• Aim of the task: Repeat exactly, and only, the lines from the one holding "Task: Where can the young" through the last line of the records below.

• Exercise material:
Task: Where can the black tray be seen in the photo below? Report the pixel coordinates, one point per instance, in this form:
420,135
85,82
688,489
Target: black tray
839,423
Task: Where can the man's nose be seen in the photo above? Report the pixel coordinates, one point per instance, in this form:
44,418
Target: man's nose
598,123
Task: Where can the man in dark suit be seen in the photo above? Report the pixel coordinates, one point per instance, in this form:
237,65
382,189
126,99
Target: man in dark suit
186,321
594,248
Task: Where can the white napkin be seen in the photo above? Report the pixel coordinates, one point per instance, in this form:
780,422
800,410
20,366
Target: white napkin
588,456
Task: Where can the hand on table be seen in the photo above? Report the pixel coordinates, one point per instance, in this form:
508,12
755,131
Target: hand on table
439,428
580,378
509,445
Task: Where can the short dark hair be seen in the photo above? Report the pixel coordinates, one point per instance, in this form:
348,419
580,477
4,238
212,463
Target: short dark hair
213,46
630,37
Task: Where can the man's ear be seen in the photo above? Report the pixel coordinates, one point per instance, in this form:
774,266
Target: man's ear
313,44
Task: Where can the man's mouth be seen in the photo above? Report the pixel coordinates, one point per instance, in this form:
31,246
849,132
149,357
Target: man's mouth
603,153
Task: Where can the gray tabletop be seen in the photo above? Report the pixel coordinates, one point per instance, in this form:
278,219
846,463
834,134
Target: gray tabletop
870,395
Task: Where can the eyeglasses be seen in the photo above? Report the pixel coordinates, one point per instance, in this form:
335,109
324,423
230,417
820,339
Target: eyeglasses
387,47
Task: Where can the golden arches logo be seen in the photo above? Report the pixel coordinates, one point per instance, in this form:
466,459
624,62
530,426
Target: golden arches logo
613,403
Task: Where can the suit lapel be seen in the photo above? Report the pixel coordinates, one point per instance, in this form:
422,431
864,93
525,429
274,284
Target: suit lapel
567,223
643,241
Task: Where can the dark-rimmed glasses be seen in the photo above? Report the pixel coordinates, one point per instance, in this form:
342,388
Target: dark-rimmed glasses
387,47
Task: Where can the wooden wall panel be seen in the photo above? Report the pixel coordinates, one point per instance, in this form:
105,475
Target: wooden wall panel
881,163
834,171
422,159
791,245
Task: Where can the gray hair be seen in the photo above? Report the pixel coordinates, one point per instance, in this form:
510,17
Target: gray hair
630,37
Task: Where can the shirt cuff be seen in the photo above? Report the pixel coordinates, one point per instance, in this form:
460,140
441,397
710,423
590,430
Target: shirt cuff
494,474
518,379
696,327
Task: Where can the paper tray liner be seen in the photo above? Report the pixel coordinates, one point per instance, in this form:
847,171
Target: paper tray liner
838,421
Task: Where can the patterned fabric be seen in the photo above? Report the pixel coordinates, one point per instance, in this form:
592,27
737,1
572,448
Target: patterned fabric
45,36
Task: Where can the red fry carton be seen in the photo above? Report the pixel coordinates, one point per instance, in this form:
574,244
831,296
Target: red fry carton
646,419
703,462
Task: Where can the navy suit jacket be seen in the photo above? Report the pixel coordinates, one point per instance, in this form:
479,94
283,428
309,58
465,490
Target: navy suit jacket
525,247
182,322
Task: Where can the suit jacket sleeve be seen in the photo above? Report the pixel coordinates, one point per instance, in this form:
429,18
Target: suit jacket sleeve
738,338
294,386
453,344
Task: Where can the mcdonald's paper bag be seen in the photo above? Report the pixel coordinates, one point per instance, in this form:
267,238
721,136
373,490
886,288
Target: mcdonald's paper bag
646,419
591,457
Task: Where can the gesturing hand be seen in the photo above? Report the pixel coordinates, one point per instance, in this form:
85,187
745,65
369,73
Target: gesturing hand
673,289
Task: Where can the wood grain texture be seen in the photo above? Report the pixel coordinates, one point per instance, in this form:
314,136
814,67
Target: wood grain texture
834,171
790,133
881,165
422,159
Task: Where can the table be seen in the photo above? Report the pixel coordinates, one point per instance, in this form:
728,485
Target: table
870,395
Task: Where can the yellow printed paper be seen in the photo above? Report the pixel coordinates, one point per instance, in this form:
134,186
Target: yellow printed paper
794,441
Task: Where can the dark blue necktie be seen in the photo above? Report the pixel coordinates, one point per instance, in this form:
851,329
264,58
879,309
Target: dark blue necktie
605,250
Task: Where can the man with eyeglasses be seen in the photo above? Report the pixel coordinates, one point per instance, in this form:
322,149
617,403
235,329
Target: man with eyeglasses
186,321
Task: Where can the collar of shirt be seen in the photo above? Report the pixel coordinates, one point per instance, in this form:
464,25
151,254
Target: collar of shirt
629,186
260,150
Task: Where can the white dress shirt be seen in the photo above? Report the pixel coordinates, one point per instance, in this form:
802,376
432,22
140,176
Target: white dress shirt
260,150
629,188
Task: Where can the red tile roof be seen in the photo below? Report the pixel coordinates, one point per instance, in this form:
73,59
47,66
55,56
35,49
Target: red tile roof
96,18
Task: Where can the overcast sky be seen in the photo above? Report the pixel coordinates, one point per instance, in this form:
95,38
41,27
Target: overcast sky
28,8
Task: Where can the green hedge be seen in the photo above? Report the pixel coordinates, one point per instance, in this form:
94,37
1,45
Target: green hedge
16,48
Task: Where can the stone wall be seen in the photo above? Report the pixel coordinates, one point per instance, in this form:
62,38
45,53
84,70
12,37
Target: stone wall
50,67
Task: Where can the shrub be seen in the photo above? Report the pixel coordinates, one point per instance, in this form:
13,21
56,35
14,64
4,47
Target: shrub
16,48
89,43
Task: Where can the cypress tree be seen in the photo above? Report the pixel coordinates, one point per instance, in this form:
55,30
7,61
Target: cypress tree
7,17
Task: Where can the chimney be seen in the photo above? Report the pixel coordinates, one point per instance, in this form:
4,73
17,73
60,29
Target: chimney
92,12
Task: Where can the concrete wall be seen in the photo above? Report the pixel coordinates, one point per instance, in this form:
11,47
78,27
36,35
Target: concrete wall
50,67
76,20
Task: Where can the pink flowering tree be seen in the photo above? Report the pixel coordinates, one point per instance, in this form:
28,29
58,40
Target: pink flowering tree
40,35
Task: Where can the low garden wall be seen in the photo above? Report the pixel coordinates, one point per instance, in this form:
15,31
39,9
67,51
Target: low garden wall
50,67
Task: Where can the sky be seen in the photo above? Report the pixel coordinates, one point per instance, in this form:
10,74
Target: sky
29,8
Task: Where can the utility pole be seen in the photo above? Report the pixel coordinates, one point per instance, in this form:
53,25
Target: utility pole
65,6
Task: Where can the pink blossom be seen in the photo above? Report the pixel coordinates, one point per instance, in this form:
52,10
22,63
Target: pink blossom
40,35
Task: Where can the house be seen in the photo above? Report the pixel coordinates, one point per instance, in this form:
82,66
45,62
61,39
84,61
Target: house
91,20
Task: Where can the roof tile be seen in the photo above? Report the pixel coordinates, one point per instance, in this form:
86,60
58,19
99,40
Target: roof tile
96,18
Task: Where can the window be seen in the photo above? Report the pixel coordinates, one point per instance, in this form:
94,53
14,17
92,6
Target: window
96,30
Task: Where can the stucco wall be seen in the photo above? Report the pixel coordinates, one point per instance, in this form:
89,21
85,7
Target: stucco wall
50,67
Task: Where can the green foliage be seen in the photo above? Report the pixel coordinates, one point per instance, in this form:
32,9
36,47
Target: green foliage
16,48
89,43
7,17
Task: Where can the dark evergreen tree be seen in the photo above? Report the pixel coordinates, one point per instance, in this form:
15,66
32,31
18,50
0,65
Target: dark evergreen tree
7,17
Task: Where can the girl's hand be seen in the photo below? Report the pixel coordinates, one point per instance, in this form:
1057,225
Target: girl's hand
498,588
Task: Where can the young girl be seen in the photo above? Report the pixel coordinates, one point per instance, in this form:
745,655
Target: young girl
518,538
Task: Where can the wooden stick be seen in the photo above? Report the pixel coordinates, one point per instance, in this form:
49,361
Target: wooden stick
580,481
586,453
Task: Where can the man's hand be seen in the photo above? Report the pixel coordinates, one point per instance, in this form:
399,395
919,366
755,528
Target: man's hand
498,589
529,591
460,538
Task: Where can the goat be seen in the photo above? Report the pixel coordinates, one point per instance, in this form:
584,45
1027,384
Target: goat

• Solved exercise:
Task: Where can the young girl be seen in the photo above? Report the pixel coordinates, one point per instance, in this form:
745,655
Target: young girl
518,538
Task: Where can the wooden stick be seen in the photo above? Report the pixel coordinates, one point per instance, in this form:
49,361
Target: wooden stick
580,481
586,453
Task: Where can the man's hand be seen in the photo above? Report the pixel coordinates, one point per instance, in this form:
399,395
919,366
755,528
Target: man's hand
498,589
529,591
460,538
Task: Where can the goat be seen in the photo above? Report the pixel coordinates, one point per instance, in this form:
584,45
1027,384
Target: goat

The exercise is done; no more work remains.